**Source records**

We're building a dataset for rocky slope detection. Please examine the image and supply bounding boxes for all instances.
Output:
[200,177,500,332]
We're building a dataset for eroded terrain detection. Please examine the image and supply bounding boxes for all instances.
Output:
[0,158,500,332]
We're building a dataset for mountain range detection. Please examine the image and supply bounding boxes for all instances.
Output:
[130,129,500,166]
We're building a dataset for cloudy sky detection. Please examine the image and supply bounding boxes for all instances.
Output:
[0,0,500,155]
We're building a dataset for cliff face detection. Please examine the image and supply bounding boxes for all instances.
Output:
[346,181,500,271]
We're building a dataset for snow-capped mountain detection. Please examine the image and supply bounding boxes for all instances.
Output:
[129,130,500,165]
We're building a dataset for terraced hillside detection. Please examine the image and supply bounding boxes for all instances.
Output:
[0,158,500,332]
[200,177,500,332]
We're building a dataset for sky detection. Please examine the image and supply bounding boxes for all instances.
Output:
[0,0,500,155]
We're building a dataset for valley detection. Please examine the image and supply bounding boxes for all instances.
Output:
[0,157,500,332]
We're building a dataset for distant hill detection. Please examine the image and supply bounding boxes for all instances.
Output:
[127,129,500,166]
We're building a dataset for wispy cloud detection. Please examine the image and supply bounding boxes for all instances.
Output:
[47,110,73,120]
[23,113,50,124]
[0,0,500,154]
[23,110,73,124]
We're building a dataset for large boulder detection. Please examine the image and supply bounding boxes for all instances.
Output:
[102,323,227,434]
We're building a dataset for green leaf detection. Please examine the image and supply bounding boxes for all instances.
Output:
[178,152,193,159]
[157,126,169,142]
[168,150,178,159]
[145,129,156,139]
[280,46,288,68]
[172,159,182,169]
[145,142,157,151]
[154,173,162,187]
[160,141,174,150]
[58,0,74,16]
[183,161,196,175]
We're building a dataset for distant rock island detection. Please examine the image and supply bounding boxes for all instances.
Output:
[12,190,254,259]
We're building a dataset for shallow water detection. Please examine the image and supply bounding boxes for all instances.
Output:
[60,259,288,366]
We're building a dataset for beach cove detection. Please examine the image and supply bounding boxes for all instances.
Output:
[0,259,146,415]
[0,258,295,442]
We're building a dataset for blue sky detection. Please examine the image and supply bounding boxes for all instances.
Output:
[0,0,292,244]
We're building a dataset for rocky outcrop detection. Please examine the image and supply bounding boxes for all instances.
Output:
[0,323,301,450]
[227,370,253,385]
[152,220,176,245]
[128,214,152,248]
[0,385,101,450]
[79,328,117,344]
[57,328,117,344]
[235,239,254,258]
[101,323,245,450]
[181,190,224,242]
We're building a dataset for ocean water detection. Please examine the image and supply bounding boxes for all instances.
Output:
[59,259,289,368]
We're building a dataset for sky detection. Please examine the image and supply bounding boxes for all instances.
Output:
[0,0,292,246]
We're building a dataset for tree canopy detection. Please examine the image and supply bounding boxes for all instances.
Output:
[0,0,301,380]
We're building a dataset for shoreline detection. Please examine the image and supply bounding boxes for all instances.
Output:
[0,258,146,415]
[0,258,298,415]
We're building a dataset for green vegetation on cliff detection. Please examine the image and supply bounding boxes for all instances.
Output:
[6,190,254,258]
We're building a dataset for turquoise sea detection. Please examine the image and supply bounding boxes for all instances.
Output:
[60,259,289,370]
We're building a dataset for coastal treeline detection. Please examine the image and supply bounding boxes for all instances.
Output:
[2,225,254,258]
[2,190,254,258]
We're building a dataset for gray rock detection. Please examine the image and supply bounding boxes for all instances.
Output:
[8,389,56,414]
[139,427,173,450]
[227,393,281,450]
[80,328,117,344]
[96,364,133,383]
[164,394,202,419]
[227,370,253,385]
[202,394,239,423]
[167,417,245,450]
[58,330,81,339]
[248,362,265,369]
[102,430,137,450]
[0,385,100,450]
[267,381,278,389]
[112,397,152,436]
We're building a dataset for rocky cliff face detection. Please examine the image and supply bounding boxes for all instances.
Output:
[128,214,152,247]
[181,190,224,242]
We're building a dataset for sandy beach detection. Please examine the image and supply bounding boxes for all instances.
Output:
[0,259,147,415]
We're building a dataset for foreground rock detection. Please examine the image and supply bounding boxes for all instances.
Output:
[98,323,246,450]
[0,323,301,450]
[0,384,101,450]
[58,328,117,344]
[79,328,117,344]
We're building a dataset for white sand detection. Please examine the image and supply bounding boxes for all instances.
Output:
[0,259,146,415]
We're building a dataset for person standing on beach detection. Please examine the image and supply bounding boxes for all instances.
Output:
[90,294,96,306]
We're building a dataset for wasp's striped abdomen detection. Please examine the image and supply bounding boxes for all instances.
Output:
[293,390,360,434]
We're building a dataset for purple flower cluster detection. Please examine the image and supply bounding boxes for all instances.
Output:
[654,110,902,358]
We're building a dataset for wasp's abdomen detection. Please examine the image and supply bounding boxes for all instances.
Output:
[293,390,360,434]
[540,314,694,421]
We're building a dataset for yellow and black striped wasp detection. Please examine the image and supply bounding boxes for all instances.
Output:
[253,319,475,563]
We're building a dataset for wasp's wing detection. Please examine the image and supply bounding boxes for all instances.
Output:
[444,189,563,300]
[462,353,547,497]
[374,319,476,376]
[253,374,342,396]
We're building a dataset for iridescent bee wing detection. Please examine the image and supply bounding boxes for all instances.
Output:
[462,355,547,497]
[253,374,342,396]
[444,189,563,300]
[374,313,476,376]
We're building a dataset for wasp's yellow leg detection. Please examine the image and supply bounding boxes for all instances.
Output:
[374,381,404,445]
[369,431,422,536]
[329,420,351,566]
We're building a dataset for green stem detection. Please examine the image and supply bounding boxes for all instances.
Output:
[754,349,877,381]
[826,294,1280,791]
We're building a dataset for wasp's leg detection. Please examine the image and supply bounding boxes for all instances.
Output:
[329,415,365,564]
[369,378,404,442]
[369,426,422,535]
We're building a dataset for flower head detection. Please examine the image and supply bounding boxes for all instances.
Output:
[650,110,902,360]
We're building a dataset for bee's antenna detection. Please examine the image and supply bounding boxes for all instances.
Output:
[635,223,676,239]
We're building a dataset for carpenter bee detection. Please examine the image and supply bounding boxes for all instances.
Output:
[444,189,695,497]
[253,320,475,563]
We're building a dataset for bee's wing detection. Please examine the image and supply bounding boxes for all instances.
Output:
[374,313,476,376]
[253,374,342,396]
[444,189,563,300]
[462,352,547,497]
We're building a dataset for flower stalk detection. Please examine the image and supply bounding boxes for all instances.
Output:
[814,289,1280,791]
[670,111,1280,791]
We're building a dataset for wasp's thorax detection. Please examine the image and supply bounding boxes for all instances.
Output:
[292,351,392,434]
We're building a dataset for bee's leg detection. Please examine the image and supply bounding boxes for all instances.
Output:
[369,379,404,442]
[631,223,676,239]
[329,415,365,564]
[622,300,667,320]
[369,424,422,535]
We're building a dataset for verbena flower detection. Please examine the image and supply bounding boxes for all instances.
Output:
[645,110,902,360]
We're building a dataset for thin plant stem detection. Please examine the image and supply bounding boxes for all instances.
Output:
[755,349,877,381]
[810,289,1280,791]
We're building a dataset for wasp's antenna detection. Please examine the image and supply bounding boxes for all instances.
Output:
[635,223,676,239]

**What is being asked**
Turn every line of the listing above into a Markdown table with two columns, Row for the row number and Text for the line, and leave out any blank lines.

**Result for this task**
| Row | Text |
|---|---|
| 1 | We're building a dataset for rocky slope detection. Please examine the image and supply bounding boxes for all instances. |
| 2 | Output: |
| 3 | [200,177,500,332] |
| 4 | We're building a dataset for eroded terrain detection. Please examine the image and supply bounding boxes for all instances. |
| 5 | Output: |
| 6 | [0,158,500,332] |
| 7 | We're building a dataset for mountain range detection. Please examine the image and supply bounding boxes for all instances. |
| 8 | Output: |
| 9 | [130,129,500,166] |
| 10 | We're building a dataset for cloudy sky detection. Please examine the image and supply bounding boxes for all instances. |
| 11 | Output: |
| 12 | [0,0,500,155] |
| 13 | We're building a dataset for cliff face detection. Please examine the image and supply bounding boxes for all instances. |
| 14 | Output: |
| 15 | [346,181,500,271] |
| 16 | We're building a dataset for snow-capped mountain detection. Please examine the image and supply bounding boxes for all instances. |
| 17 | Output: |
| 18 | [129,130,500,165] |
| 19 | We're building a dataset for terraced hillside detection. Please examine the image and supply bounding boxes for all instances. |
| 20 | Output: |
| 21 | [0,158,500,332] |
| 22 | [200,177,500,332] |
| 23 | We're building a dataset for sky detection. Please examine the image and supply bounding boxes for all instances. |
| 24 | Output: |
| 25 | [0,0,500,155] |
| 26 | We're building a dataset for valley detection. Please examine the image and supply bounding boxes for all instances. |
| 27 | Output: |
| 28 | [0,157,500,332] |
| 29 | We're building a dataset for distant hill detection. Please examine the image and supply bounding boxes for all instances. |
| 30 | Output: |
| 31 | [127,129,500,166] |
| 32 | We're building a dataset for wispy cloud detection. Please examine the image and supply bounding boxes for all instances. |
| 33 | Output: |
| 34 | [47,110,73,120] |
| 35 | [23,113,50,124] |
| 36 | [0,0,500,154] |
| 37 | [23,110,73,124] |
| 38 | We're building a dataset for large boulder detection. Please examine the image and supply bounding boxes for all instances. |
| 39 | Output: |
| 40 | [102,323,227,434] |
| 41 | We're building a dataset for green leaf detection. Please examine the image and supply bounding boxes for all instances. |
| 42 | Output: |
| 43 | [178,152,193,159] |
| 44 | [157,126,169,142] |
| 45 | [168,150,178,159] |
| 46 | [145,129,156,139] |
| 47 | [280,46,288,68] |
| 48 | [172,159,182,169] |
| 49 | [145,142,157,151] |
| 50 | [154,173,162,187] |
| 51 | [160,141,174,150] |
| 52 | [58,0,74,16] |
| 53 | [183,161,196,175] |
| 54 | We're building a dataset for distant rock island detection. Please examine the image and supply bounding boxes for all instances. |
| 55 | Output: |
| 56 | [12,190,254,259] |
| 57 | We're building a dataset for shallow water detection. Please examine the image and supply bounding boxes for all instances. |
| 58 | Output: |
| 59 | [60,259,288,366] |
| 60 | We're building a dataset for beach cove detection. Please examine the image and supply bounding boxes for all instances. |
| 61 | Output: |
| 62 | [0,259,146,415] |
| 63 | [0,258,295,442] |
| 64 | We're building a dataset for blue sky detection. Please examine the image and supply bounding boxes for all instances. |
| 65 | Output: |
| 66 | [0,0,292,244] |
| 67 | We're building a dataset for rocky outcrop detection. Please examine the image and supply bounding boxes for all instances. |
| 68 | Output: |
| 69 | [0,323,301,450] |
| 70 | [227,370,253,385] |
| 71 | [152,220,176,245] |
| 72 | [128,214,152,248] |
| 73 | [0,385,101,450] |
| 74 | [79,328,117,344] |
| 75 | [57,328,117,344] |
| 76 | [235,239,254,258] |
| 77 | [101,323,245,450] |
| 78 | [181,190,224,242] |
| 79 | We're building a dataset for ocean water detection. Please examine the image and supply bounding boxes for all instances. |
| 80 | Output: |
| 81 | [59,259,289,368] |
| 82 | We're building a dataset for sky detection. Please examine the image and supply bounding boxes for all instances. |
| 83 | Output: |
| 84 | [0,0,292,246] |
| 85 | We're building a dataset for tree canopy detection. Please examine the image and supply bounding boxes for all instances. |
| 86 | Output: |
| 87 | [0,0,301,380] |
| 88 | We're building a dataset for shoreline detection. Please examine the image and supply bounding boxes for all instances. |
| 89 | Output: |
| 90 | [0,258,146,415] |
| 91 | [0,258,298,415] |
| 92 | We're building a dataset for green vegetation on cliff detection. Please examine the image and supply bounding boxes for all instances. |
| 93 | Output: |
| 94 | [6,190,254,258] |
| 95 | We're building a dataset for turquoise sea detection. Please examine the image and supply bounding boxes for all instances. |
| 96 | Output: |
| 97 | [60,259,289,370] |
| 98 | We're building a dataset for coastal treeline detection. Please examine the image and supply bounding boxes for all instances. |
| 99 | Output: |
| 100 | [2,225,254,258] |
| 101 | [2,190,254,258] |
| 102 | We're building a dataset for gray rock detection. Please examine the image and supply bounding boxes for all instances. |
| 103 | Output: |
| 104 | [8,389,56,414] |
| 105 | [139,427,173,450] |
| 106 | [227,393,281,450] |
| 107 | [80,328,117,344] |
| 108 | [96,364,133,383] |
| 109 | [164,394,202,419] |
| 110 | [227,370,253,385] |
| 111 | [202,394,239,423] |
| 112 | [167,417,245,450] |
| 113 | [58,330,81,339] |
| 114 | [248,362,265,369] |
| 115 | [102,430,137,450] |
| 116 | [0,385,100,450] |
| 117 | [267,381,278,389] |
| 118 | [112,397,152,436] |
| 119 | We're building a dataset for rocky cliff face detection. Please examine the image and supply bounding boxes for all instances. |
| 120 | Output: |
| 121 | [128,214,152,247] |
| 122 | [181,190,224,242] |
| 123 | We're building a dataset for sandy beach detection. Please examine the image and supply bounding boxes for all instances. |
| 124 | Output: |
| 125 | [0,259,147,415] |
| 126 | We're building a dataset for foreground rock detection. Please examine the image and supply bounding boxes for all instances. |
| 127 | Output: |
| 128 | [98,323,246,450] |
| 129 | [0,323,301,450] |
| 130 | [0,384,101,450] |
| 131 | [58,328,117,344] |
| 132 | [79,328,117,344] |
| 133 | We're building a dataset for white sand detection. Please examine the image and supply bounding boxes for all instances. |
| 134 | Output: |
| 135 | [0,259,146,415] |
| 136 | We're building a dataset for person standing on beach detection. Please examine the image and supply bounding boxes for all instances. |
| 137 | Output: |
| 138 | [90,294,96,306] |
| 139 | We're building a dataset for wasp's striped abdomen detection. Please examine the image and supply bounding boxes for all instances. |
| 140 | Output: |
| 141 | [293,390,360,434] |
| 142 | We're building a dataset for purple flower cluster detection. Please examine the image and supply bounding boxes for all instances. |
| 143 | Output: |
| 144 | [654,110,902,358] |
| 145 | We're building a dataset for wasp's abdomen detection. Please examine the image and supply bounding boxes for all instances. |
| 146 | Output: |
| 147 | [293,390,360,434] |
| 148 | [540,314,694,421] |
| 149 | We're building a dataset for yellow and black striped wasp detection. Please examine the image and supply bounding boxes for all instances. |
| 150 | Output: |
| 151 | [253,319,475,563] |
| 152 | We're building a dataset for wasp's wing detection. Please examine the image and supply bounding boxes for all instances. |
| 153 | Output: |
| 154 | [444,189,563,300] |
| 155 | [462,353,547,497] |
| 156 | [374,319,476,376] |
| 157 | [253,374,342,396] |
| 158 | We're building a dataset for iridescent bee wing detection. Please examine the image and supply bounding boxes for all instances. |
| 159 | Output: |
| 160 | [462,355,547,497] |
| 161 | [253,374,342,396] |
| 162 | [444,189,563,300] |
| 163 | [374,313,476,376] |
| 164 | We're building a dataset for wasp's yellow leg detection. Please examine the image and supply bounding boxes for all instances. |
| 165 | Output: |
| 166 | [374,381,404,445] |
| 167 | [369,431,422,536] |
| 168 | [329,420,351,566] |
| 169 | We're building a dataset for green stem detection. Please examine the image and supply bounding boxes for all instances. |
| 170 | Output: |
| 171 | [754,349,877,381] |
| 172 | [826,294,1280,791] |
| 173 | We're building a dataset for wasp's leg detection. Please examine the image and supply bounding boxes for all instances. |
| 174 | Output: |
| 175 | [329,415,365,564] |
| 176 | [369,378,404,442] |
| 177 | [369,426,422,535] |
| 178 | We're building a dataset for flower head detection. Please examine the image and supply bounding boxes for all instances. |
| 179 | Output: |
| 180 | [650,110,902,360] |
| 181 | We're building a dataset for bee's antenna detection. Please examine the image and supply bounding boxes for all instances. |
| 182 | Output: |
| 183 | [635,223,676,239] |
| 184 | We're building a dataset for carpenter bee detection. Please examine the image and supply bounding boxes for all instances. |
| 185 | Output: |
| 186 | [444,189,695,497] |
| 187 | [253,320,475,563] |
| 188 | We're building a dataset for bee's wing detection. Please examine the image and supply bounding boxes for all instances. |
| 189 | Output: |
| 190 | [374,313,476,376] |
| 191 | [253,374,342,396] |
| 192 | [444,189,563,300] |
| 193 | [462,352,547,497] |
| 194 | We're building a dataset for flower stalk detection. Please examine the image and supply bounding boxes for all instances. |
| 195 | Output: |
| 196 | [814,289,1280,791] |
| 197 | [670,111,1280,791] |
| 198 | We're building a dataset for wasp's thorax detection. Please examine the image and supply bounding boxes for all instances. |
| 199 | Output: |
| 200 | [292,351,392,434] |
| 201 | We're building a dataset for bee's leg detection. Please examine the image and supply bounding boxes for all instances. |
| 202 | Output: |
| 203 | [369,379,404,442] |
| 204 | [631,223,676,239] |
| 205 | [329,415,365,564] |
| 206 | [622,300,667,320] |
| 207 | [369,424,422,535] |
| 208 | We're building a dataset for verbena flower detection. Please examine the image and supply bounding boxes for all instances. |
| 209 | Output: |
| 210 | [645,110,902,360] |
| 211 | We're building a dataset for thin plant stem detection. Please examine the image and supply bounding boxes for all instances. |
| 212 | Output: |
| 213 | [755,349,877,381] |
| 214 | [810,289,1280,791] |
| 215 | We're building a dataset for wasp's antenna detection. Please examine the image and supply bounding boxes for all instances. |
| 216 | Output: |
| 217 | [635,223,676,239] |